* GIVEN PROBLEM *
Tally how many lines in the entries below contain the word “curly”, and reply with only that number.

Start of DATA RECORDS

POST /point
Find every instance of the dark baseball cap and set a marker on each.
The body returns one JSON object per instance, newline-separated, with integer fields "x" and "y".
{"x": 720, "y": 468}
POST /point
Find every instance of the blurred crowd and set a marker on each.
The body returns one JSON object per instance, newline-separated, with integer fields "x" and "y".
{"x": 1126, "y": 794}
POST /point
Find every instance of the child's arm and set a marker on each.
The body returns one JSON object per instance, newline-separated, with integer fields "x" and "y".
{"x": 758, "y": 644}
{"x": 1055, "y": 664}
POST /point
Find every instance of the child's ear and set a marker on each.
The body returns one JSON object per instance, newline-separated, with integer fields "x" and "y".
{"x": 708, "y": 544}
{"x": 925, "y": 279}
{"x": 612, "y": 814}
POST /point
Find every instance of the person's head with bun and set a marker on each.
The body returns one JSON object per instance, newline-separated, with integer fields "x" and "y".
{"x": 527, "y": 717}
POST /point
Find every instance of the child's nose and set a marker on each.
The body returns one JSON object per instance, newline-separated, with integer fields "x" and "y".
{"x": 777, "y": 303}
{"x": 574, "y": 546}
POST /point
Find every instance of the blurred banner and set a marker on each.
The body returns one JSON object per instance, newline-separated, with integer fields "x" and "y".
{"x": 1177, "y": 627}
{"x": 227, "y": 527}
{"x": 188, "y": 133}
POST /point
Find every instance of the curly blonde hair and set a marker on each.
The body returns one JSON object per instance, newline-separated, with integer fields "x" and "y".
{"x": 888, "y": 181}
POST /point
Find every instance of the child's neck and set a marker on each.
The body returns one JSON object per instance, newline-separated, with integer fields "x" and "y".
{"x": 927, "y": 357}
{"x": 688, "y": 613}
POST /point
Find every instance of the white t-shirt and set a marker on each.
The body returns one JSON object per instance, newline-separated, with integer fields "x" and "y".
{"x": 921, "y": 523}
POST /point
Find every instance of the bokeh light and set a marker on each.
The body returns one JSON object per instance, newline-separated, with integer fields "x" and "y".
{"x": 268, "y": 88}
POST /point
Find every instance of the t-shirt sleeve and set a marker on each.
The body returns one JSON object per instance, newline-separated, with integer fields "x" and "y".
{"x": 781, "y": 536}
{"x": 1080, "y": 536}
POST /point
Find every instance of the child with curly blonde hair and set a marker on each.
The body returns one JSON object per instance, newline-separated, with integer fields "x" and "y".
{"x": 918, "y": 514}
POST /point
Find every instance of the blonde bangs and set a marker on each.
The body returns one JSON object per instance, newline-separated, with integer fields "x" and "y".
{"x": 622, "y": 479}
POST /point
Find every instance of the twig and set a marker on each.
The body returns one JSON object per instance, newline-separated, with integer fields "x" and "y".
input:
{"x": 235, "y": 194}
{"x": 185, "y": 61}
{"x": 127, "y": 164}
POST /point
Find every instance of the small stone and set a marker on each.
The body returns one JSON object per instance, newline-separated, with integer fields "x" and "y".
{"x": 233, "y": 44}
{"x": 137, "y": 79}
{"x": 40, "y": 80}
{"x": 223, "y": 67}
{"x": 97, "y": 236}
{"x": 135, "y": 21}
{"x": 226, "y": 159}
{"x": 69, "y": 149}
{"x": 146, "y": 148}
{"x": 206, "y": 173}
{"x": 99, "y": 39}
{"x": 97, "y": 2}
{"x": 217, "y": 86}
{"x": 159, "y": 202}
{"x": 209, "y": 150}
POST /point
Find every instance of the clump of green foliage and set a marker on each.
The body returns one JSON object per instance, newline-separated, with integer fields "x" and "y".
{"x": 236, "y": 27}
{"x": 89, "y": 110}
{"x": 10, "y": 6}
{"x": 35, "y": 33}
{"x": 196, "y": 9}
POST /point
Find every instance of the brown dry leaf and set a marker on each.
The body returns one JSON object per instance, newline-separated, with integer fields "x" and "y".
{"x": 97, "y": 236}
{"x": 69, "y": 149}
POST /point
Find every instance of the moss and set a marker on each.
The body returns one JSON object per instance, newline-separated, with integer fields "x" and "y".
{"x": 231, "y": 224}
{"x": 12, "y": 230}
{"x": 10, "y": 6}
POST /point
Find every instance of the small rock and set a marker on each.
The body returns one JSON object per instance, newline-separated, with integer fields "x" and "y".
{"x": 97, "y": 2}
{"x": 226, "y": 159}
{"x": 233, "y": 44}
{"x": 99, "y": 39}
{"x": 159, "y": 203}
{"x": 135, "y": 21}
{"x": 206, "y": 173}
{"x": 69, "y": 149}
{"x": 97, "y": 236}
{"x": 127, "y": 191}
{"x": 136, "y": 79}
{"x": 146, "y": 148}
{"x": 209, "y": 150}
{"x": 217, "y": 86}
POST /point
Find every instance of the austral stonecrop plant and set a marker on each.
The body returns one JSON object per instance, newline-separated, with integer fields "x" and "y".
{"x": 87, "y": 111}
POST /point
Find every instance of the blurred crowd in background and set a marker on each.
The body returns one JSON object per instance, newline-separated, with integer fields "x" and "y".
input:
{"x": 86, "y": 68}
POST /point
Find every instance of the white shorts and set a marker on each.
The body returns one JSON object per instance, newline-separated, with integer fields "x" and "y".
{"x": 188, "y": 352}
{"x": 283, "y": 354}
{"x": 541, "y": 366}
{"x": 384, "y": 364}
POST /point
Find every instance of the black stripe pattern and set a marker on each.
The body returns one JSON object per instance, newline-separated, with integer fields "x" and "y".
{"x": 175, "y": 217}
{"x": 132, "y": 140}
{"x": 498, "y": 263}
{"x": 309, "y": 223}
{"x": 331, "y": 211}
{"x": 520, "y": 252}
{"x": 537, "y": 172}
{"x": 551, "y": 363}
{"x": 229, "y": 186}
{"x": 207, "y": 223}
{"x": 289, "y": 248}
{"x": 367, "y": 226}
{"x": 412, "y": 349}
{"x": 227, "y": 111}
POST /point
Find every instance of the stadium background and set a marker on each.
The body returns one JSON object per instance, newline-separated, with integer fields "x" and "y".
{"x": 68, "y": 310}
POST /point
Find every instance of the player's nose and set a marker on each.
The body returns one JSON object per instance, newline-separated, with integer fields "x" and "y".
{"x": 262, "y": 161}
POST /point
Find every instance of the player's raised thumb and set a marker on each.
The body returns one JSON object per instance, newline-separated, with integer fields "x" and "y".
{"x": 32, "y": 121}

End of DATA RECORDS

* ANSWER TO THIS PROBLEM *
2